-- begin Document --
I already tried this with logistic regression, but ended with poor 
results (probably because of my small example set). Logistic regression 
has also no built-in time series and that's why Imust analyze the X's 
changes using percentiles and then train the logistic model with these 
percentiles. In this way I reduce the dimensions to only one. That's why 
I thought that the HMM can do this for me 'out of the box', staying in 
the dimension of 2, if they allow to have two hidden chains, like this:

http://t3.gstatic.com/images?q=tbn:ANd9GcR8pu4bSm-MSyg3Pj0-aTyi8FaqUOy4U2bcKJBTBYKKvgAhyw6P

or 'coupled' HMMs.

I am not very experienced with the HMMs, but will read further the 
literature and Mahout's API :).

Maybe reducing the dimensions is not that bad idea? I've read that we 
can do it with PCA (Principle Components Analysis). Is there a Ḿahout 
code for this somewhere?

Thanks a lot once again,

Svetlomir.



Am 24.07.2011 20:46, schrieb Ted Dunning:
My impression (and Svetlomir should correct me) is that the intent was to
use two HMM's on separate inputs and then use the decoded state sequences
from those as inputs to a third HMM.

If that is the question, then I think that Mahout's HMM's are sufficiently
object-ish that this should work.  Obviously, it will take multiple training
passes to train each separate model.
-- end Document --
-- begin Items --
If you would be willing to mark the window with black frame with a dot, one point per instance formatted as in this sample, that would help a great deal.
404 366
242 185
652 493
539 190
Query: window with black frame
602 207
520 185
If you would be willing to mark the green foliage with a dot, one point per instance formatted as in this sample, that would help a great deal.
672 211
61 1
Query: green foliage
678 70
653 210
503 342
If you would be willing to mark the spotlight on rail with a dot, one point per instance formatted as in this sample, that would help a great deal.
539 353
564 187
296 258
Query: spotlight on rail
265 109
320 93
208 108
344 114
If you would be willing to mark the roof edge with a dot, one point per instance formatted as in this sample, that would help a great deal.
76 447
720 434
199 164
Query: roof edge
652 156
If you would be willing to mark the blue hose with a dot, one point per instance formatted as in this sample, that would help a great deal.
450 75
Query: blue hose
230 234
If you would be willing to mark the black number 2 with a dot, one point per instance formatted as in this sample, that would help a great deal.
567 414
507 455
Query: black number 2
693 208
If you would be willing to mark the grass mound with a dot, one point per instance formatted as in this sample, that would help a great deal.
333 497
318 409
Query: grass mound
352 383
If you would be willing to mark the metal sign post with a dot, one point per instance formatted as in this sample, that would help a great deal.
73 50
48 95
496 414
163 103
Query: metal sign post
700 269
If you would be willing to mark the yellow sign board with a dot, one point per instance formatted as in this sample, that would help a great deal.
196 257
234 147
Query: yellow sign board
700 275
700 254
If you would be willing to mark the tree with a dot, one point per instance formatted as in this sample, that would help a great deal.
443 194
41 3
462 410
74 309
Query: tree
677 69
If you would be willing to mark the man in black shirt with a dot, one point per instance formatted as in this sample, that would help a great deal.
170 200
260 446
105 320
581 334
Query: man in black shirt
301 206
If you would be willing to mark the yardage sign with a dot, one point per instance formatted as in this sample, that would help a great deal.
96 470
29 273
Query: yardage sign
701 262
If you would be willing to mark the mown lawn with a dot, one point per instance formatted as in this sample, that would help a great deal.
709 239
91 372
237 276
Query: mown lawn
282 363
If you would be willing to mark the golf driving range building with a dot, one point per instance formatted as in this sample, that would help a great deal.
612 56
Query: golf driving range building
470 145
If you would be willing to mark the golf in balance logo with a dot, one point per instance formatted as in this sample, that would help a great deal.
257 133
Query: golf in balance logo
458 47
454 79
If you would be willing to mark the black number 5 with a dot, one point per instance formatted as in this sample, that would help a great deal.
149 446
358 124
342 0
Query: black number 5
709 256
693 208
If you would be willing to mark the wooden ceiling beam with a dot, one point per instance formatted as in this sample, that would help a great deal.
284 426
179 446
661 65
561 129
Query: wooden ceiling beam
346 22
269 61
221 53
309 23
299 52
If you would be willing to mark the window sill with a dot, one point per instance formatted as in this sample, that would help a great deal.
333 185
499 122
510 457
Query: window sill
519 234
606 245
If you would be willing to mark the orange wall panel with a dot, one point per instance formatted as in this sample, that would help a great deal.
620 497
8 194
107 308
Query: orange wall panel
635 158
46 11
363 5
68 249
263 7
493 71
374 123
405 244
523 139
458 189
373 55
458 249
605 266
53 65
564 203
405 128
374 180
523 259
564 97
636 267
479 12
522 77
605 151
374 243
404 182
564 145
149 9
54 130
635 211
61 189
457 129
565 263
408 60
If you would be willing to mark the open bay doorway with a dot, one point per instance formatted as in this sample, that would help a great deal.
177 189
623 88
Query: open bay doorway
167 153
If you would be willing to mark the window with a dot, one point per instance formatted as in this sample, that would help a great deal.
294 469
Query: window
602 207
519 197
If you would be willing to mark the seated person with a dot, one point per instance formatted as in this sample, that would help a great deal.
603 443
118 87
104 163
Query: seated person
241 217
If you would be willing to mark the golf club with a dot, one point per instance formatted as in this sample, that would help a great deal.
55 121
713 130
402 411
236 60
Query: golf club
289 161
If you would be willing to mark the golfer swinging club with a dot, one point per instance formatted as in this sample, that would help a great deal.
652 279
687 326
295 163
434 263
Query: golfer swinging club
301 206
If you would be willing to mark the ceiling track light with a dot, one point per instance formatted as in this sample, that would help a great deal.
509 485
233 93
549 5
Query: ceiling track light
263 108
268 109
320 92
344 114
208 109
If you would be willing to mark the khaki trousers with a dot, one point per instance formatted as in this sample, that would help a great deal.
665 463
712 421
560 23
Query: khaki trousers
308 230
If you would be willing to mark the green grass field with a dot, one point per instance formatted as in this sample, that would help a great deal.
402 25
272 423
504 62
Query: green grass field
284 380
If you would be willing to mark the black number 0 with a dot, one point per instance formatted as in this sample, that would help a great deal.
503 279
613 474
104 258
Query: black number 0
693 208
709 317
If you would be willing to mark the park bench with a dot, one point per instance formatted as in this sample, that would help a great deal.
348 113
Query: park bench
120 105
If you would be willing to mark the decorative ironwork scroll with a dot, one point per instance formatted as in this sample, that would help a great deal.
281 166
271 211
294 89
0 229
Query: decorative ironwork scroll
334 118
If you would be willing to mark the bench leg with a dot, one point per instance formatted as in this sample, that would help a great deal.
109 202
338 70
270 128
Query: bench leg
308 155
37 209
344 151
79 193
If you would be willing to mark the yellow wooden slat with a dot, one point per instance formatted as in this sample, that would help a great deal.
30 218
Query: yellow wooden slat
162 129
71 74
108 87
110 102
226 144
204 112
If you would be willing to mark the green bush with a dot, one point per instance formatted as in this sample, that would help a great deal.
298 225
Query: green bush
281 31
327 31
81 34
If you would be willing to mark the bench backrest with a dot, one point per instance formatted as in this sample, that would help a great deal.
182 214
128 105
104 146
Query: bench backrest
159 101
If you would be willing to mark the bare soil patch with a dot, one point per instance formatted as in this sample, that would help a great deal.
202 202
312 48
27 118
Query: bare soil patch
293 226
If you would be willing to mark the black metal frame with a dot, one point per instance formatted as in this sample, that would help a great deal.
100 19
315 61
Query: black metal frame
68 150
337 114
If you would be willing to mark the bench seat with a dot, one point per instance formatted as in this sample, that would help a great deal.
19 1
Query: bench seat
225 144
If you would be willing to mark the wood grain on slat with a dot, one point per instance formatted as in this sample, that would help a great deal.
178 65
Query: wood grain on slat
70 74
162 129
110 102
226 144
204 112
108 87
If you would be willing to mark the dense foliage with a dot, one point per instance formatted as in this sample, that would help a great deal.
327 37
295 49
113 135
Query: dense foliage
-- end Items --
Rename "literature" as "documentation" in everything from "I am not very" down to "for this somewhere?" in the thread, and write out that passage with the change. Base your work solely on the thread.

-- Response for this exercise --
I am not very experienced with the HMMs, but will read further the 
documentation and Mahout's API :).

Maybe reducing the dimensions is not that bad idea? I've read that we 
can do it with PCA (Principle Components Analysis). Is there a Ḿahout 
code for this somewhere?